** THE PROBLEM **
Your task is to transcribe the entries exactly.

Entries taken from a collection
☆ ☆ ☆ ☆ ☆ ☆ ☆
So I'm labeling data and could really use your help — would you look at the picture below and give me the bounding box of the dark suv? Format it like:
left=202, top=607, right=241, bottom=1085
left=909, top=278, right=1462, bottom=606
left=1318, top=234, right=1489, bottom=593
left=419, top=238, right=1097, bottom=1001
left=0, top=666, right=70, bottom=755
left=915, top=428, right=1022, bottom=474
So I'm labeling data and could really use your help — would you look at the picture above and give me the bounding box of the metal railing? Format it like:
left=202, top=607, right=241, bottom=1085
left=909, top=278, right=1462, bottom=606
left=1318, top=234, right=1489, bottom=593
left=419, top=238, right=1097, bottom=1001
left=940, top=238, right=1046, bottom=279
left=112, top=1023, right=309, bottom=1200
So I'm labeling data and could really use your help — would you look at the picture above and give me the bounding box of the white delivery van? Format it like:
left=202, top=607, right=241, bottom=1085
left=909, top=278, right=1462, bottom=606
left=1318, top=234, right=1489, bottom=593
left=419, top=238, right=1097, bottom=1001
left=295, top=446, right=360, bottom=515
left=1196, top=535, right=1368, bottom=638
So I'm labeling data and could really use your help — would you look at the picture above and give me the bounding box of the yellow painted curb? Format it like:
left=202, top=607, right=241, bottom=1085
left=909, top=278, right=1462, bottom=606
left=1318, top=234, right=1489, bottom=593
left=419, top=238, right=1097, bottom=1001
☆ ☆ ☆ ☆ ☆ ☆ ☆
** EXERCISE RESPONSE **
So I'm labeling data and could really use your help — would you look at the picture below and give me the bounding box of the dark suv? Format it like:
left=202, top=607, right=241, bottom=1085
left=909, top=278, right=1462, bottom=606
left=1318, top=234, right=1489, bottom=593
left=419, top=238, right=1097, bottom=1001
left=0, top=666, right=70, bottom=755
left=915, top=428, right=1022, bottom=474
So I'm labeling data and could really use your help — would you look at the picture above and give me the bounding box of the metal railing? Format it like:
left=202, top=607, right=241, bottom=1085
left=909, top=278, right=1462, bottom=606
left=1318, top=234, right=1489, bottom=593
left=419, top=238, right=1097, bottom=1001
left=940, top=238, right=1046, bottom=279
left=112, top=1023, right=309, bottom=1200
So I'm labeling data and could really use your help — would you look at the picture above and give me the bounding box of the white delivery van? Format it like:
left=202, top=607, right=241, bottom=1085
left=909, top=278, right=1462, bottom=606
left=1318, top=234, right=1489, bottom=593
left=419, top=238, right=1097, bottom=1001
left=295, top=446, right=360, bottom=515
left=1196, top=535, right=1368, bottom=638
So I'm labeling data and could really use your help — would you look at the picture above and give me the bounding box of the yellow painted curb? Format it like:
left=202, top=607, right=241, bottom=1085
left=909, top=278, right=1462, bottom=606
left=1318, top=234, right=1489, bottom=593
left=419, top=238, right=1097, bottom=1001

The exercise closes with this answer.